Brief - For this exercise, please find the lines in the entries that include the word "flag" and copy them.

────────

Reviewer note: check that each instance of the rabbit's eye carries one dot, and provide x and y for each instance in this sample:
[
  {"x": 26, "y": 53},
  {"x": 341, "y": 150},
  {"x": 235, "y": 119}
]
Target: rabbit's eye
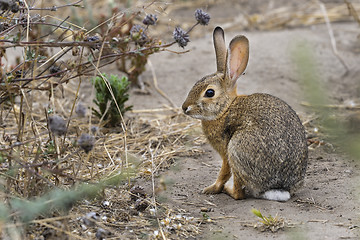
[{"x": 210, "y": 93}]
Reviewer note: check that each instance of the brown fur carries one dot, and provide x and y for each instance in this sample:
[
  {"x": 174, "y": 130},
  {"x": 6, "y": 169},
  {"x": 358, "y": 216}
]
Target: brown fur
[{"x": 259, "y": 137}]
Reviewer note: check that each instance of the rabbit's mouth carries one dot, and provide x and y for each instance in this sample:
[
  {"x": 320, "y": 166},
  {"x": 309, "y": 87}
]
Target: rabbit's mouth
[{"x": 189, "y": 110}]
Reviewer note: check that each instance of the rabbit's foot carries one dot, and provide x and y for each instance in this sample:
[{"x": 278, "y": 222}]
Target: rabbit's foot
[
  {"x": 214, "y": 188},
  {"x": 236, "y": 193}
]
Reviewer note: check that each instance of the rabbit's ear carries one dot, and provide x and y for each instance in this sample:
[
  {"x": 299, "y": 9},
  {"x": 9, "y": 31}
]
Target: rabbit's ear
[
  {"x": 220, "y": 49},
  {"x": 238, "y": 57}
]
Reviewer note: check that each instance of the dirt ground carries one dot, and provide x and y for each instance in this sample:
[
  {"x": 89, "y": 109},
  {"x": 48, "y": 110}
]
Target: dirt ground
[{"x": 327, "y": 207}]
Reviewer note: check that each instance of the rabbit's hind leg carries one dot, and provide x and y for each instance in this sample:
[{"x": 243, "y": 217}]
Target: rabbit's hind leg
[
  {"x": 237, "y": 191},
  {"x": 224, "y": 176}
]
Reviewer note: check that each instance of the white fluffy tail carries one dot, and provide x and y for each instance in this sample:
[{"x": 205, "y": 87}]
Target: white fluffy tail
[{"x": 276, "y": 195}]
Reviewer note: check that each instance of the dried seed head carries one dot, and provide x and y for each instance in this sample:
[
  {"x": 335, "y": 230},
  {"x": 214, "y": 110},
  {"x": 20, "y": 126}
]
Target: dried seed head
[
  {"x": 55, "y": 69},
  {"x": 150, "y": 19},
  {"x": 80, "y": 110},
  {"x": 94, "y": 129},
  {"x": 86, "y": 142},
  {"x": 181, "y": 37},
  {"x": 141, "y": 205},
  {"x": 138, "y": 34},
  {"x": 202, "y": 17},
  {"x": 137, "y": 192},
  {"x": 57, "y": 125}
]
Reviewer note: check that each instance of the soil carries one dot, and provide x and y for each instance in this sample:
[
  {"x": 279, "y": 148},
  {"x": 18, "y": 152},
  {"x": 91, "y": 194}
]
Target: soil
[{"x": 327, "y": 207}]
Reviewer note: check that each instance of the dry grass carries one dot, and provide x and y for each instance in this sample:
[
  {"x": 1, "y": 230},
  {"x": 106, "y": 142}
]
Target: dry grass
[{"x": 34, "y": 161}]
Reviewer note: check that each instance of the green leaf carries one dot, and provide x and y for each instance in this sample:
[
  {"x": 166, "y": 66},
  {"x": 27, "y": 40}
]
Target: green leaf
[{"x": 257, "y": 213}]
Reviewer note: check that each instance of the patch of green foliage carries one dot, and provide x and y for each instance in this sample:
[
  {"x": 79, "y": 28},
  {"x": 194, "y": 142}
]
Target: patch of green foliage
[
  {"x": 111, "y": 96},
  {"x": 268, "y": 223}
]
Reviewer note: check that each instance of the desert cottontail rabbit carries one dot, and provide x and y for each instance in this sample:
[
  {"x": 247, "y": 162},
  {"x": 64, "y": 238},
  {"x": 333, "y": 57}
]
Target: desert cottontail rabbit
[{"x": 260, "y": 138}]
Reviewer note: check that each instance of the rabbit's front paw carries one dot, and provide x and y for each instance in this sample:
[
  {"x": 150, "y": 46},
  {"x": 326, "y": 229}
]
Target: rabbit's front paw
[{"x": 213, "y": 189}]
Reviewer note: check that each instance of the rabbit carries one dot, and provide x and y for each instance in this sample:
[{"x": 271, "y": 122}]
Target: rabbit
[{"x": 259, "y": 137}]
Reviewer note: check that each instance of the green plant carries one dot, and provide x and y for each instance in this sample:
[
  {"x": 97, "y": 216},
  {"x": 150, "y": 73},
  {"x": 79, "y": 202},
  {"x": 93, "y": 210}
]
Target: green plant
[
  {"x": 268, "y": 223},
  {"x": 111, "y": 96}
]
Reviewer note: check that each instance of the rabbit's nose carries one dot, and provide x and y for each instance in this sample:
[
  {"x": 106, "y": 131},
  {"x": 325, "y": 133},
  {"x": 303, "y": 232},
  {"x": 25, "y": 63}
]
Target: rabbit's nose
[{"x": 186, "y": 109}]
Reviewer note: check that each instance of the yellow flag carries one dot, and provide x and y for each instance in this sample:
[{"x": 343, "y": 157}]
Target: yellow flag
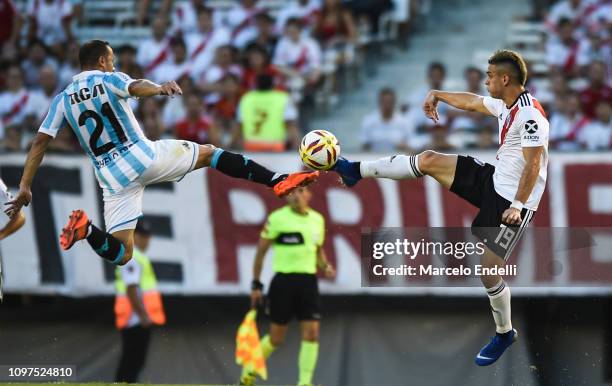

────────

Completed exercise -
Reviewer note: check that each instance of the yellow flag carries one dot, and provide x and y for each instance in this sample:
Target: yellow flag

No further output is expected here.